[begin GIVEN ENTRIES]

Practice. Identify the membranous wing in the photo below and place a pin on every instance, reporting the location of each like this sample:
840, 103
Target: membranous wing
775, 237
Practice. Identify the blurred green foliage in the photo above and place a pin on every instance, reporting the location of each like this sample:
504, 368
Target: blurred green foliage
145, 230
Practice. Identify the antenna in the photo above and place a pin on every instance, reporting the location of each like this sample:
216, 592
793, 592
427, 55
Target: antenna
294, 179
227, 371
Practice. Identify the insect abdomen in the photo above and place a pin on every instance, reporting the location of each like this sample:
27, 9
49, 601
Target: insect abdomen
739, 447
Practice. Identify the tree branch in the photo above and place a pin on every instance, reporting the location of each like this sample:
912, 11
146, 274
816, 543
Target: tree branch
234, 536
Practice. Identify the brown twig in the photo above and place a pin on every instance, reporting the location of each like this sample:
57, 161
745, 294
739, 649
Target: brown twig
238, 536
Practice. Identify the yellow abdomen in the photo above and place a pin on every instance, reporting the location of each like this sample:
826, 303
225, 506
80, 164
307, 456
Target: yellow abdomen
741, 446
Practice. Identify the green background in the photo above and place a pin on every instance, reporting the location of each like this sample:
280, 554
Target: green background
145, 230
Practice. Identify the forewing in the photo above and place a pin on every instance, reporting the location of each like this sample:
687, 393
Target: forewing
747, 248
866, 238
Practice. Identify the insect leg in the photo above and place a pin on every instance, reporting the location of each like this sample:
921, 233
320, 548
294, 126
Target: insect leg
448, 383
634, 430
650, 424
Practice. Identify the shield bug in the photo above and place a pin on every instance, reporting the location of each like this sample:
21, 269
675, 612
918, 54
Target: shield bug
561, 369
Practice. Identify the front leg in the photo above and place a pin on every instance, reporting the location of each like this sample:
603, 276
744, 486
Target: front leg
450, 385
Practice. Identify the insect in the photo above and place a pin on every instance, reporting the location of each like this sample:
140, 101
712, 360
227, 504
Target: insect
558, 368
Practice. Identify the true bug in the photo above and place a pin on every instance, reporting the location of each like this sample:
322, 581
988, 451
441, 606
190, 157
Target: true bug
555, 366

[end GIVEN ENTRIES]

■ PROBLEM REQUIREMENTS ■
Please copy all of the records above word for word, keeping every line in its original order.

■ EXPECTED ANSWER ■
Practice. Identify the membranous wing in the photo below and place a pin on every instance, reporting the location of each like this sample:
840, 103
Target: membranous wing
775, 237
Practice. Identify the blurred green foliage in the photo above and place a pin on every instance, reporting the location of each like this sample:
504, 368
Target: blurred green foliage
145, 230
Practice. Identify the antenna in the photo above and place a pin on every instance, reporting the location of each like this sample:
216, 592
793, 592
427, 55
Target: antenna
294, 179
227, 371
Practice. Identify the insect abdomen in the photo above and place a pin on every instance, reporting the location of each like this sample:
27, 9
49, 601
Target: insect abdomen
739, 447
Practice. Identify the tree branch in the photo above and place a pin on every instance, reporting the location of each like this sample:
912, 11
146, 274
816, 543
Target: tree branch
234, 536
Practice. Identify the brown twig in the photo above and place a pin on every instance, reporting the location of each like this sample:
57, 161
745, 294
739, 649
Target: brown twig
238, 536
Practice. Identify the yellow abdomen in the photo above and place a pin on every instance, reporting the location of each like this sample:
826, 303
225, 506
80, 164
307, 456
Target: yellow abdomen
741, 446
Practice. Identify the green background in the photo above and place a pin on every instance, reporting the location of each like this sample:
280, 554
Target: green background
145, 230
Practice. Identify the forewing in the photo above and place a pin on every instance, reporting the location of each like this sample:
687, 393
Target: forewing
747, 248
866, 238
Practice. Identify the insect leg in the photo above and place a pin on every instance, reporting the location of each like this sample:
921, 233
320, 548
294, 126
Target: insect leg
448, 383
634, 430
650, 424
Practice. Identify the shield bug in the photo above and place a pin on every instance, reporting the location of each like this sample:
21, 269
675, 612
918, 54
Target: shield bug
561, 369
Practice. Identify the front leg in the photo above and place a pin on every instance, reporting the location of each like this sample:
603, 276
744, 486
Target: front leg
450, 385
Practice. Identify the insect in the photo above and place a pin on every instance, reporting the location of each like this sample:
140, 101
712, 360
227, 504
Target: insect
558, 368
Practice. Identify the true bug in the photo above and place a pin on every instance, reporting the location of each like this sample:
322, 581
988, 451
441, 606
190, 157
Target: true bug
555, 366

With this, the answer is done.